=== WHAT NEEDS TO BE DONE ===
Copy the line with "Where can the wet fur" and all lines following it through the last line of the entries, exactly as written.

=== SOURCE RECORDS ===
>>>
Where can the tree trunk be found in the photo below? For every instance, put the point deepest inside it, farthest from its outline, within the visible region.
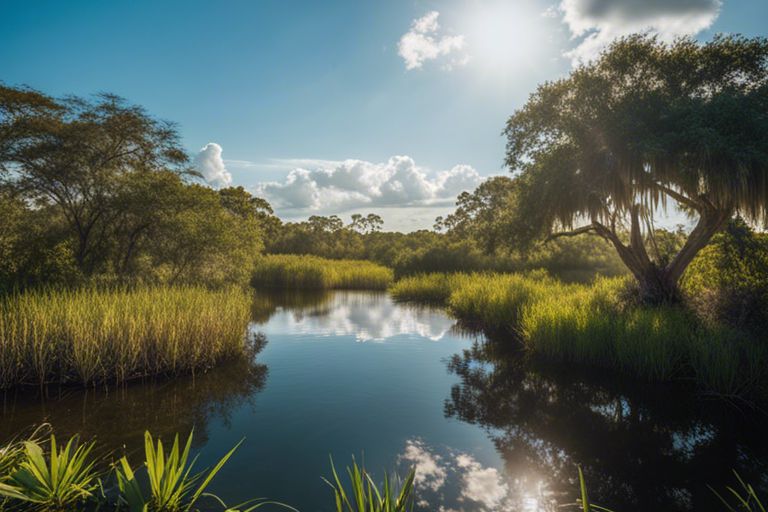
(661, 284)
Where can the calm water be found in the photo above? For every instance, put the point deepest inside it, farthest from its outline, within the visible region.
(352, 373)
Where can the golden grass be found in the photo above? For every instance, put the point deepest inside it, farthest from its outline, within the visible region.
(312, 272)
(88, 335)
(590, 325)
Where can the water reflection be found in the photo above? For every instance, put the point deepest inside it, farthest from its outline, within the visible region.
(639, 448)
(450, 480)
(366, 316)
(120, 416)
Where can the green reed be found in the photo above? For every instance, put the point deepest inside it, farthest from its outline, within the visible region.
(114, 335)
(312, 272)
(593, 325)
(363, 495)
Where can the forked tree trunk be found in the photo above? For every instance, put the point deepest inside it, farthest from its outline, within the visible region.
(661, 284)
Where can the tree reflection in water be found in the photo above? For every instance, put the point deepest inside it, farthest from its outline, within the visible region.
(640, 449)
(119, 416)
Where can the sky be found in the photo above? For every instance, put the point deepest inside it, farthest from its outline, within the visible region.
(332, 107)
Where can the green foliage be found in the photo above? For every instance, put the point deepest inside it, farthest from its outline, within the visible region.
(58, 482)
(99, 335)
(744, 499)
(172, 485)
(584, 504)
(728, 280)
(66, 479)
(593, 325)
(435, 288)
(99, 191)
(646, 124)
(311, 272)
(364, 495)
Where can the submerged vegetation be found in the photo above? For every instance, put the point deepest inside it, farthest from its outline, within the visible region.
(92, 336)
(594, 325)
(311, 272)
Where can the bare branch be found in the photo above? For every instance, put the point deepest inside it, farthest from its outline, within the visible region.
(680, 198)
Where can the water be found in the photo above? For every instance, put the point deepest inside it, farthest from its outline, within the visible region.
(351, 373)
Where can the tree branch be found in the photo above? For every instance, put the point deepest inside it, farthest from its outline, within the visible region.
(680, 198)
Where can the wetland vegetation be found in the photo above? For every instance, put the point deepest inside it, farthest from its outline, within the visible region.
(121, 271)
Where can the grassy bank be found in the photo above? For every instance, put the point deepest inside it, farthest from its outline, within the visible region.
(38, 474)
(89, 336)
(591, 325)
(312, 272)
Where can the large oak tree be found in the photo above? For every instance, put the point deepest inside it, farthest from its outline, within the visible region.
(646, 125)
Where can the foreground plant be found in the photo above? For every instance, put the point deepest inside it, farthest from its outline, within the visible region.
(365, 496)
(743, 500)
(62, 481)
(172, 486)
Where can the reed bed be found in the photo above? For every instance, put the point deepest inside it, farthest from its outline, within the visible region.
(591, 325)
(312, 272)
(91, 336)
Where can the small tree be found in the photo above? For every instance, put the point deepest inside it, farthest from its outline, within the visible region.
(645, 125)
(73, 152)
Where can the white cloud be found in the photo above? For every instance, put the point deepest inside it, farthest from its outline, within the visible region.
(482, 484)
(430, 472)
(595, 23)
(210, 164)
(339, 186)
(423, 43)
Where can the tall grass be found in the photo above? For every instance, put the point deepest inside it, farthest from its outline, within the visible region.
(312, 272)
(363, 495)
(73, 479)
(592, 325)
(89, 335)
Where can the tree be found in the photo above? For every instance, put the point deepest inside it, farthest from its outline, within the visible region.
(646, 125)
(240, 202)
(371, 223)
(72, 152)
(482, 215)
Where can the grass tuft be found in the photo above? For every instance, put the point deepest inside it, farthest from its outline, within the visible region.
(92, 336)
(312, 272)
(592, 325)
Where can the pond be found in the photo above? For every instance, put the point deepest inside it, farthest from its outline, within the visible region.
(352, 373)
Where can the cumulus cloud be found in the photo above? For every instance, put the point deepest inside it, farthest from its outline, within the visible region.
(345, 185)
(595, 23)
(482, 484)
(424, 42)
(210, 164)
(430, 472)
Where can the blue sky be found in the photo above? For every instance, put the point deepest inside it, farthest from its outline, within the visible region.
(336, 107)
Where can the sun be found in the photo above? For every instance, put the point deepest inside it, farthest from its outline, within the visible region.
(503, 36)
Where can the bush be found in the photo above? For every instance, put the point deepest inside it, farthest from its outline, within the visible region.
(728, 280)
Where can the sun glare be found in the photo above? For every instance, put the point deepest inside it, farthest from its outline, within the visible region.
(503, 36)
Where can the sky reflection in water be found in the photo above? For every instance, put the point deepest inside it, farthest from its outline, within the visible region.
(352, 373)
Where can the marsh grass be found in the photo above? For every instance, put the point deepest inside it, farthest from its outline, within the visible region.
(593, 325)
(312, 272)
(98, 336)
(364, 495)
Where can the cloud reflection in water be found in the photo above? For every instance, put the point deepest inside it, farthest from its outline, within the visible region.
(358, 314)
(454, 481)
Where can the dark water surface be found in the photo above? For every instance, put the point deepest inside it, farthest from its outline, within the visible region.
(353, 373)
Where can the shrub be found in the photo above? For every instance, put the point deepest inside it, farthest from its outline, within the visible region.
(728, 280)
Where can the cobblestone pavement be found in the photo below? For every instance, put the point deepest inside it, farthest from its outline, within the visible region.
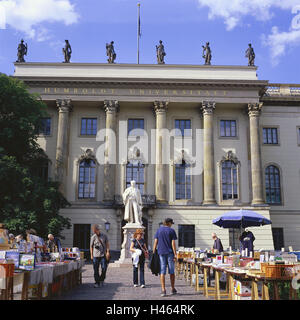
(118, 286)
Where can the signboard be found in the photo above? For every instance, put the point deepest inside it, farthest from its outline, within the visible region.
(14, 256)
(27, 261)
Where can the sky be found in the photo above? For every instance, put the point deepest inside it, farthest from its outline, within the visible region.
(272, 26)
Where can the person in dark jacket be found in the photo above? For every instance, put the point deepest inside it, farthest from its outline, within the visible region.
(217, 243)
(164, 243)
(154, 264)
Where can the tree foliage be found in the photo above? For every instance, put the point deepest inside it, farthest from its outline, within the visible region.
(26, 199)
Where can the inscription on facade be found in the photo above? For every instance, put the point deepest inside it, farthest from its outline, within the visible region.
(133, 92)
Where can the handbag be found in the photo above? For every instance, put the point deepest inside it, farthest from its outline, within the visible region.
(107, 254)
(146, 253)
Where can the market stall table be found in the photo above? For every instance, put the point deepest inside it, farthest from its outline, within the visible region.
(255, 278)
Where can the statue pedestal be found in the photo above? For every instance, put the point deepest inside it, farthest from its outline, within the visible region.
(125, 258)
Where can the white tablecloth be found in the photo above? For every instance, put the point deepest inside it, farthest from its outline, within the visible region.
(44, 273)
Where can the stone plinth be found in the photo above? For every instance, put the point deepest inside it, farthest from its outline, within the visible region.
(125, 258)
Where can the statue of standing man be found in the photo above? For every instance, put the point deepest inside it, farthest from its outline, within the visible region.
(160, 53)
(67, 50)
(22, 51)
(207, 54)
(110, 52)
(133, 204)
(250, 55)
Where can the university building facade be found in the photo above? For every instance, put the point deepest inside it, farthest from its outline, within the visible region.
(244, 132)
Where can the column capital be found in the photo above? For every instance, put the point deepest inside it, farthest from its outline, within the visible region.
(111, 106)
(208, 107)
(254, 109)
(160, 106)
(64, 105)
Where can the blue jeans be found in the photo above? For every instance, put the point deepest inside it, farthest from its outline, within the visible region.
(142, 274)
(96, 264)
(167, 259)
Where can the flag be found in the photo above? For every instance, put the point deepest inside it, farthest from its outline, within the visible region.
(139, 23)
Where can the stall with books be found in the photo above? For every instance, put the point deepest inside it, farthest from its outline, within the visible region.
(23, 277)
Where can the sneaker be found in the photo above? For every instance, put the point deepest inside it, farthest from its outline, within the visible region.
(163, 293)
(174, 291)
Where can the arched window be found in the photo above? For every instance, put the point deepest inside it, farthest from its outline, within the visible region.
(183, 181)
(87, 179)
(229, 180)
(272, 180)
(135, 171)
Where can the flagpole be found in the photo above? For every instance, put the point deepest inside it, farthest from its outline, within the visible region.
(138, 35)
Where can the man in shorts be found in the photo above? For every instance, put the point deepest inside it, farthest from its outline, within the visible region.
(164, 242)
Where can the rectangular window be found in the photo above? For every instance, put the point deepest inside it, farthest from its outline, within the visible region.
(45, 127)
(186, 235)
(137, 125)
(88, 126)
(229, 181)
(184, 126)
(135, 171)
(183, 182)
(270, 136)
(228, 128)
(81, 238)
(87, 180)
(278, 238)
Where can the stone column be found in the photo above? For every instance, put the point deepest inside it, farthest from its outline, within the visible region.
(64, 108)
(111, 109)
(160, 108)
(208, 158)
(254, 110)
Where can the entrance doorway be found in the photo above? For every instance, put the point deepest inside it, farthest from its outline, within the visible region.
(81, 238)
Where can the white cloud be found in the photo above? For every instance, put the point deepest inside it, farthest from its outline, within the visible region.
(280, 41)
(232, 11)
(27, 15)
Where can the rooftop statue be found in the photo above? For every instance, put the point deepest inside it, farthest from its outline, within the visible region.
(110, 52)
(207, 54)
(250, 55)
(67, 50)
(160, 53)
(22, 51)
(133, 204)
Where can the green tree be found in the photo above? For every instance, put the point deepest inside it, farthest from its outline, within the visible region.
(26, 199)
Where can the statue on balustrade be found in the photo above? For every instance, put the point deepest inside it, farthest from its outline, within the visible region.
(207, 54)
(110, 52)
(250, 55)
(133, 204)
(160, 53)
(22, 51)
(67, 51)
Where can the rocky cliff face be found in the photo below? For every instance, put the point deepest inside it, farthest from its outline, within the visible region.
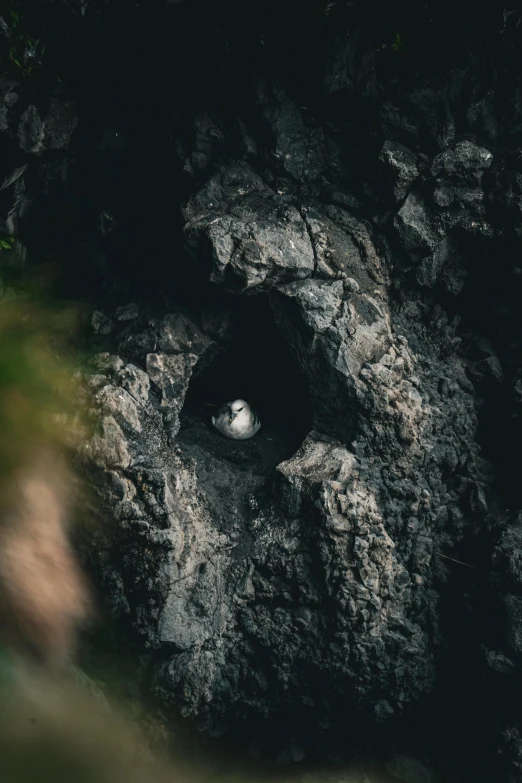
(325, 218)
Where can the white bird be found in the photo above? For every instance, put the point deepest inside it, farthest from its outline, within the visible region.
(236, 420)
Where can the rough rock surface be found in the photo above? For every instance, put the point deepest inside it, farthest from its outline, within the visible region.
(369, 191)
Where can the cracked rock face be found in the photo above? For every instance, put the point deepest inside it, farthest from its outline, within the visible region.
(324, 574)
(373, 202)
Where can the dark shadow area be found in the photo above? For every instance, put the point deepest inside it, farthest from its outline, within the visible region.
(257, 367)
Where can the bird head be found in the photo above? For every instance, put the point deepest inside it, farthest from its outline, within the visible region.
(236, 407)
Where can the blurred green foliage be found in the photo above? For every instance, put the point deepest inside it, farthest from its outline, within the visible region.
(39, 393)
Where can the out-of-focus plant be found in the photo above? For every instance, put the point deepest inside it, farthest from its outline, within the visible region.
(39, 391)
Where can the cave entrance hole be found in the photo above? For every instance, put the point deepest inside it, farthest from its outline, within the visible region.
(259, 368)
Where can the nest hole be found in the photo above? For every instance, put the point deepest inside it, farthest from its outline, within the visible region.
(259, 368)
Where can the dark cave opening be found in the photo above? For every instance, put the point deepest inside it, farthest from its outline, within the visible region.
(491, 329)
(236, 477)
(257, 367)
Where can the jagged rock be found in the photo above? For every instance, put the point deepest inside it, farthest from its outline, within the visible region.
(404, 164)
(464, 164)
(251, 239)
(414, 227)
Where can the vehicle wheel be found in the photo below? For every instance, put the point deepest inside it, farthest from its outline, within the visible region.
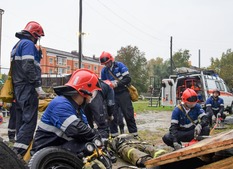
(8, 158)
(231, 109)
(55, 158)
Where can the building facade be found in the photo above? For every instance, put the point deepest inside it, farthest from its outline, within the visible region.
(57, 64)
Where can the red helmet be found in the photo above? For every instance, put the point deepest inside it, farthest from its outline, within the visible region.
(105, 57)
(216, 91)
(189, 96)
(84, 81)
(109, 83)
(35, 29)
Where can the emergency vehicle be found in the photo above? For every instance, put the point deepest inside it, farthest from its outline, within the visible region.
(202, 81)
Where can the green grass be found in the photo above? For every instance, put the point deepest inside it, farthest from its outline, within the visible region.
(143, 106)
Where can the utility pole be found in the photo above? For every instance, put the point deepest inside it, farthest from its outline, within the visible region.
(1, 13)
(199, 58)
(171, 56)
(80, 34)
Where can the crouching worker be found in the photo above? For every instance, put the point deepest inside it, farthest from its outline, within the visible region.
(133, 150)
(187, 122)
(64, 123)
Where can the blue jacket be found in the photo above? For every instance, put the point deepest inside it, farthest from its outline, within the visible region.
(180, 121)
(120, 71)
(62, 121)
(213, 105)
(25, 60)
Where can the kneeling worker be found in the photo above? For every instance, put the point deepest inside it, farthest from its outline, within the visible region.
(187, 122)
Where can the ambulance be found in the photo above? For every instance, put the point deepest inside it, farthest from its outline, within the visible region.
(202, 81)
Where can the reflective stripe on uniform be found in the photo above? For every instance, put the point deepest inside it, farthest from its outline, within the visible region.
(24, 57)
(125, 73)
(128, 153)
(54, 130)
(11, 130)
(174, 121)
(159, 153)
(21, 145)
(68, 121)
(188, 125)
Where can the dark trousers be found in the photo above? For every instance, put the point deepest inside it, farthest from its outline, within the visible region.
(12, 122)
(184, 136)
(26, 116)
(123, 101)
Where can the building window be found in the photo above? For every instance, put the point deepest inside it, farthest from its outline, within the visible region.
(61, 61)
(76, 65)
(50, 60)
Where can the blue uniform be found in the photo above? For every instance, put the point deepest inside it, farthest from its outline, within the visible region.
(26, 76)
(183, 123)
(122, 97)
(214, 106)
(62, 121)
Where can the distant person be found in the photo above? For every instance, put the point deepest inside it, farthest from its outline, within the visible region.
(118, 74)
(184, 121)
(215, 106)
(64, 123)
(26, 76)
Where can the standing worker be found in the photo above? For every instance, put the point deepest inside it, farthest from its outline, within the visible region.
(185, 125)
(101, 108)
(215, 106)
(64, 123)
(26, 76)
(12, 123)
(118, 74)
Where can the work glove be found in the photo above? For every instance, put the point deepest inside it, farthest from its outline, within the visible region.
(177, 146)
(114, 83)
(41, 93)
(197, 130)
(110, 118)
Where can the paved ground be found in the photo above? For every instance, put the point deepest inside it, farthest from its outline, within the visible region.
(151, 122)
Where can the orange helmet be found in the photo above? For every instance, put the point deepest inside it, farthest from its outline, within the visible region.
(189, 96)
(105, 57)
(109, 83)
(82, 81)
(35, 29)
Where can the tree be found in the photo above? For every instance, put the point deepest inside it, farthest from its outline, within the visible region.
(181, 58)
(136, 63)
(157, 69)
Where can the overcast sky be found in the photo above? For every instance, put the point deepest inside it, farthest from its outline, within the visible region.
(111, 24)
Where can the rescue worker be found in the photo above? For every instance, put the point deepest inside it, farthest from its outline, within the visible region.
(118, 74)
(12, 123)
(26, 76)
(185, 123)
(133, 150)
(215, 106)
(64, 123)
(101, 108)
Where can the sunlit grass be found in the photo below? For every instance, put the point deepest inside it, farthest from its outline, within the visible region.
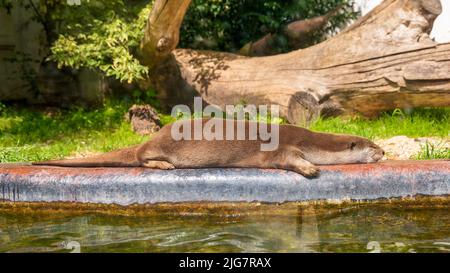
(27, 135)
(419, 123)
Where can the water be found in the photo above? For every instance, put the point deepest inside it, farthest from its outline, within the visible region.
(354, 229)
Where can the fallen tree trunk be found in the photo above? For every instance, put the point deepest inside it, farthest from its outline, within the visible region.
(385, 60)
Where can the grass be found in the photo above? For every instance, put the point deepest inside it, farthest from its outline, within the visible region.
(420, 123)
(430, 151)
(31, 135)
(27, 135)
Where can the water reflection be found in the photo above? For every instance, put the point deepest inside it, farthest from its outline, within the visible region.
(354, 229)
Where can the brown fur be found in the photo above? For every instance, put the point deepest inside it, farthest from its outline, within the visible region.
(299, 149)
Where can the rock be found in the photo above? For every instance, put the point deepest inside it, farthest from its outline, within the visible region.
(144, 119)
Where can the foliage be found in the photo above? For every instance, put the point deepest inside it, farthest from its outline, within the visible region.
(430, 151)
(32, 135)
(227, 25)
(419, 123)
(105, 34)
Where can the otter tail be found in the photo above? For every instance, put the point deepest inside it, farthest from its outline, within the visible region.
(119, 158)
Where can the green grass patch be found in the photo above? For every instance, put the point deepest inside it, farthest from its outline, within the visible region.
(31, 135)
(419, 123)
(27, 135)
(430, 151)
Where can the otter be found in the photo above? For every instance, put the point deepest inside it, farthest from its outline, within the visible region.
(299, 150)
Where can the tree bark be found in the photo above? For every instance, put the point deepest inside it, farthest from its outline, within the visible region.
(383, 61)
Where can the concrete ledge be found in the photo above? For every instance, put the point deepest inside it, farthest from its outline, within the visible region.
(127, 186)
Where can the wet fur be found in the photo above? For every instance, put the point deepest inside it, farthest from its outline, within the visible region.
(299, 151)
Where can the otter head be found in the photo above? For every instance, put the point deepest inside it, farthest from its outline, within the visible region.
(342, 149)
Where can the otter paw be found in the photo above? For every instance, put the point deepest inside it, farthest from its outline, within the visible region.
(162, 165)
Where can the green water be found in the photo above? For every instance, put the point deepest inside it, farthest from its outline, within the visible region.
(352, 230)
<<<
=== OUTPUT FOR THIS TASK ===
Where can the wet fur be found in the photo above? For every instance, put the point deepest inside it, farthest from its outline, within the visible region.
(299, 151)
Where can the otter head be found in the photo above? For every instance, put the point deepest inside it, farthest from its outline, within the visible region.
(342, 149)
Where can the otter paw be found in the photo above? For every instance, put the point deepest inside it, farthest from its outline, within the visible region.
(162, 165)
Where can the green water be found in the photo above? For every instance, put the point deepest inside it, farthest from its outline, within the visible region.
(352, 230)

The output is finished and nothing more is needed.